WHAT YOU SHOULD DO: Precisely the lines from the one with "Look at the photo above. For every instance of the brown" through the end of the data, both included, must make up the response, each restated word for word.
[Opening MATERIAL PROVIDED section]
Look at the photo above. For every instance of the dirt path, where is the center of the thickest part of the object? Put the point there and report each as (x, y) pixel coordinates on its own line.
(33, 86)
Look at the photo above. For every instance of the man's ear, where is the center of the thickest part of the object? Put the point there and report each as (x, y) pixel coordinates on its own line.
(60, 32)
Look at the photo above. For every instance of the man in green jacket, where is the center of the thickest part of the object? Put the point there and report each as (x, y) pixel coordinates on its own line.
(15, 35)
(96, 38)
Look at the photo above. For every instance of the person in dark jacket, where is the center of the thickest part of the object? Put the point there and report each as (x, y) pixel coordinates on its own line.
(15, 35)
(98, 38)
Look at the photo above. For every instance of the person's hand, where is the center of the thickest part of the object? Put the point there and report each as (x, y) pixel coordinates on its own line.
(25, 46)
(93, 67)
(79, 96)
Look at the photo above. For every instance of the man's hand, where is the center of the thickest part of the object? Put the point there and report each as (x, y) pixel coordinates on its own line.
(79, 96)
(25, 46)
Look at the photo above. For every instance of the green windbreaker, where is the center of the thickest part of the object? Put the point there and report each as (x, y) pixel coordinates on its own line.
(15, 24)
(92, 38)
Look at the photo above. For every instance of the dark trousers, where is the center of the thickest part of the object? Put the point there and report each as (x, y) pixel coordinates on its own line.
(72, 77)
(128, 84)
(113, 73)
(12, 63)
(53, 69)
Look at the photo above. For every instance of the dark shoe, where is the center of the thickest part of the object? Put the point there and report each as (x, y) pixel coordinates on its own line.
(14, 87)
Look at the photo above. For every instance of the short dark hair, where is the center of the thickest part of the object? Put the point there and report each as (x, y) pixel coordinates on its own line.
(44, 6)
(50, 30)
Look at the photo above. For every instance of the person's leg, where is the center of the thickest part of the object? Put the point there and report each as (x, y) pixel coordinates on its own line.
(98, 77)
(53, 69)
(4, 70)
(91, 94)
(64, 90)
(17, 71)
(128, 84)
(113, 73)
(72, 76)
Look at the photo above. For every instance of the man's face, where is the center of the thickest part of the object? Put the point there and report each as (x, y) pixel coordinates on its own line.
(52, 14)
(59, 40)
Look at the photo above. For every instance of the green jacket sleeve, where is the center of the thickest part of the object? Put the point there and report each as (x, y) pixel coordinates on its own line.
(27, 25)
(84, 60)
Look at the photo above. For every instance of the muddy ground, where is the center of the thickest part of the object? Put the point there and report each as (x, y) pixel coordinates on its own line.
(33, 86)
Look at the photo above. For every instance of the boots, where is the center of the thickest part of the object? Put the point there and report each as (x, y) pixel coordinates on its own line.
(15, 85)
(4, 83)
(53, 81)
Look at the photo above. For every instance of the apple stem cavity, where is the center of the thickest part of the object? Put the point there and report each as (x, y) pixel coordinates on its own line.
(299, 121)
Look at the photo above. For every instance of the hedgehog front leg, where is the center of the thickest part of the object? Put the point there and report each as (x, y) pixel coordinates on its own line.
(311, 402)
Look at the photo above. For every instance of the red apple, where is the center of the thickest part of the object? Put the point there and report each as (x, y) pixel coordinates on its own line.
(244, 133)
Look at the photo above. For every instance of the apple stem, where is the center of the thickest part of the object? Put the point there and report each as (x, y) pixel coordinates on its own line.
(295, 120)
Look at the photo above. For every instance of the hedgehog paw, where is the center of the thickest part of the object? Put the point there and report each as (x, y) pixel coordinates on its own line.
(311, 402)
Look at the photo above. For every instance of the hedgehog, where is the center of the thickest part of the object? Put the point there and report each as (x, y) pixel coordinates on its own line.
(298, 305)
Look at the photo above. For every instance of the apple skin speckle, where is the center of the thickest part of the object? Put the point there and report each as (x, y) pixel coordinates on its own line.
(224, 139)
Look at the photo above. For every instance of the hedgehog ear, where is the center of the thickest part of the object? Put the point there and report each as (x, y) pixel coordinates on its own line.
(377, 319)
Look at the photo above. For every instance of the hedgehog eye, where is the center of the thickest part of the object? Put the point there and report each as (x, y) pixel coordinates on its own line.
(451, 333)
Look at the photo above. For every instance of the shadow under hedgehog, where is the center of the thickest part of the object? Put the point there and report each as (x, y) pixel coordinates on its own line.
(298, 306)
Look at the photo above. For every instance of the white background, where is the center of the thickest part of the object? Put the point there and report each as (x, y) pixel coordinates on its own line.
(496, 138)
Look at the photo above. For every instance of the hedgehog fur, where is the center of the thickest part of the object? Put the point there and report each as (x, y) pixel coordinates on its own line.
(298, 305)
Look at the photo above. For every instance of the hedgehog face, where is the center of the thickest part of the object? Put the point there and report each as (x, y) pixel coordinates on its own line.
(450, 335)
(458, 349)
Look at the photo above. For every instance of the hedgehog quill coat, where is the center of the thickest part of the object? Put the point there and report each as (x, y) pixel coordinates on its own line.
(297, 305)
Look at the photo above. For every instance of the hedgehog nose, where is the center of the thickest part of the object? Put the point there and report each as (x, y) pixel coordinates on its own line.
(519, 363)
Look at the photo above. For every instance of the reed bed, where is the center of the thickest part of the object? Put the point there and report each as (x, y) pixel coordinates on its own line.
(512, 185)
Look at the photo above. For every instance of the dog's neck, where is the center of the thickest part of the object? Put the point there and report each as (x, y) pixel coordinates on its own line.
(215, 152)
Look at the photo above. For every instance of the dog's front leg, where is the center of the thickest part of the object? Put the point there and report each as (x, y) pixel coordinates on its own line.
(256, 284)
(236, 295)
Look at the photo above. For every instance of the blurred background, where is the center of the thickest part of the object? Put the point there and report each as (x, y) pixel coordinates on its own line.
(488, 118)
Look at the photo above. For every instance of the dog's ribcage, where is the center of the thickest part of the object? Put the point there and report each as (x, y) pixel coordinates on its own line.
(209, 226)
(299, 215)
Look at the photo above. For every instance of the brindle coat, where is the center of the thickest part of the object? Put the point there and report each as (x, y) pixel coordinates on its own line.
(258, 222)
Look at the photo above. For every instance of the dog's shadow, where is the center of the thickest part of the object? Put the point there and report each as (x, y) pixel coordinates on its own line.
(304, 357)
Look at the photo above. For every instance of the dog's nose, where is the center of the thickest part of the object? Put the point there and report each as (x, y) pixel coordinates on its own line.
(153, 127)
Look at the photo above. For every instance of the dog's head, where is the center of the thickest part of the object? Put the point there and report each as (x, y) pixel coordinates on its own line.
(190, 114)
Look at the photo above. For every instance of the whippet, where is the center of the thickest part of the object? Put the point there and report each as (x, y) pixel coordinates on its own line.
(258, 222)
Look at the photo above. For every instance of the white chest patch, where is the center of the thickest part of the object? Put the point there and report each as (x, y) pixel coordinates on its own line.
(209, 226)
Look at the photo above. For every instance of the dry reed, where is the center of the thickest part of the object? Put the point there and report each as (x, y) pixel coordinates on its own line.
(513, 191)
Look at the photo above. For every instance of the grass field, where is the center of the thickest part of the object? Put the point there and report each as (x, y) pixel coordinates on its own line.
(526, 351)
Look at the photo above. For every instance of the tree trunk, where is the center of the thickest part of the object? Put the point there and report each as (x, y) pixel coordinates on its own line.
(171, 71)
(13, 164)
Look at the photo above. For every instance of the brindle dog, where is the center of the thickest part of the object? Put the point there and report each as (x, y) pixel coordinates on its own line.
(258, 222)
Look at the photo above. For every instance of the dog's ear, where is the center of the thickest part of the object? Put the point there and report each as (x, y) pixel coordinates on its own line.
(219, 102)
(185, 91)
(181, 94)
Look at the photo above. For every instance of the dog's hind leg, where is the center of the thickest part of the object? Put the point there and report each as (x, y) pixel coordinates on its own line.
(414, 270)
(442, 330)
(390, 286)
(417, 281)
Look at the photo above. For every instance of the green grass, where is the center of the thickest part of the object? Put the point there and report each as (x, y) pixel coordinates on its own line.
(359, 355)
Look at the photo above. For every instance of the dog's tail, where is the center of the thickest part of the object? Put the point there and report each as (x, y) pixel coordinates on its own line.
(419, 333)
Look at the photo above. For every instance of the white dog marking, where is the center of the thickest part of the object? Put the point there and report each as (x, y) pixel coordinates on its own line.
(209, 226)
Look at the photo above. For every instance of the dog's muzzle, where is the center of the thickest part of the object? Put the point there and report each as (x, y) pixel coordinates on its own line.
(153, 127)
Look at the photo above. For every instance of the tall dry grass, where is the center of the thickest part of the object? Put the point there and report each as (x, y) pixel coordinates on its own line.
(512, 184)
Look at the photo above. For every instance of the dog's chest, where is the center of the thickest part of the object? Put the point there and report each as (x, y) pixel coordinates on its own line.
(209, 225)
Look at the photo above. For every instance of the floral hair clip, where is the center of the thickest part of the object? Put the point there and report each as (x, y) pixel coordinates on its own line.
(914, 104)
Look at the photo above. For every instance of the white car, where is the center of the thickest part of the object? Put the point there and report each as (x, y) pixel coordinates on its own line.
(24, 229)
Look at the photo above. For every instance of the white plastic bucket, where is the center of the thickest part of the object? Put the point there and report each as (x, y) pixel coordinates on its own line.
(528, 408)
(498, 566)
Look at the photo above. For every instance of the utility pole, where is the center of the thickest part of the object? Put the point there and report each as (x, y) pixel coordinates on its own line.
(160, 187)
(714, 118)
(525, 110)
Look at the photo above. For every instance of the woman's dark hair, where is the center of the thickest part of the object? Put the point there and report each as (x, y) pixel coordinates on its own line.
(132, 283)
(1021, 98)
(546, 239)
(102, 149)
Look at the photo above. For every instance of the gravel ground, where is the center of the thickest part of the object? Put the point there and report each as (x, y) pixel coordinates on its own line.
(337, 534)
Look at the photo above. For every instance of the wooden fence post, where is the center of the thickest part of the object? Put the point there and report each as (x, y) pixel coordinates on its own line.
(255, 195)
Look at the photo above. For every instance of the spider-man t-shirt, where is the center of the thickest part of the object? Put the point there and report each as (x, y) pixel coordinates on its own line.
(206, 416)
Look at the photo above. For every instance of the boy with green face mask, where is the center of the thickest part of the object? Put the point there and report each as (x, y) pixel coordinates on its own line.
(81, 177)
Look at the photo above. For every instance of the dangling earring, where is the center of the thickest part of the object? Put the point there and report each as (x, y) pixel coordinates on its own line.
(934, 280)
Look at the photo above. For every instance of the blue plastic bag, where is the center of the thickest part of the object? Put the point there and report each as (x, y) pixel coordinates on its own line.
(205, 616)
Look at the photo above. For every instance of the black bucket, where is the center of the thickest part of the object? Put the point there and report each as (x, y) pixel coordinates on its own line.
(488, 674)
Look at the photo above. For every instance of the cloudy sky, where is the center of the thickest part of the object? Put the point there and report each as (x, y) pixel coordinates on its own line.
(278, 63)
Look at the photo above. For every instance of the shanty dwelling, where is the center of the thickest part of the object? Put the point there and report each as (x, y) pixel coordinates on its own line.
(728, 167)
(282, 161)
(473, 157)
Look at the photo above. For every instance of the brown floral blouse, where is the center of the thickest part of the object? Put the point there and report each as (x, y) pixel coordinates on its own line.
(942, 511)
[Closing MATERIAL PROVIDED section]
ANSWER TO THIS PROBLEM:
Look at the photo above. For every instance of the brown floral blouse, where is the center of the thickest part of the object? Put the point there and report each as (x, y) pixel coordinates on its own line.
(942, 511)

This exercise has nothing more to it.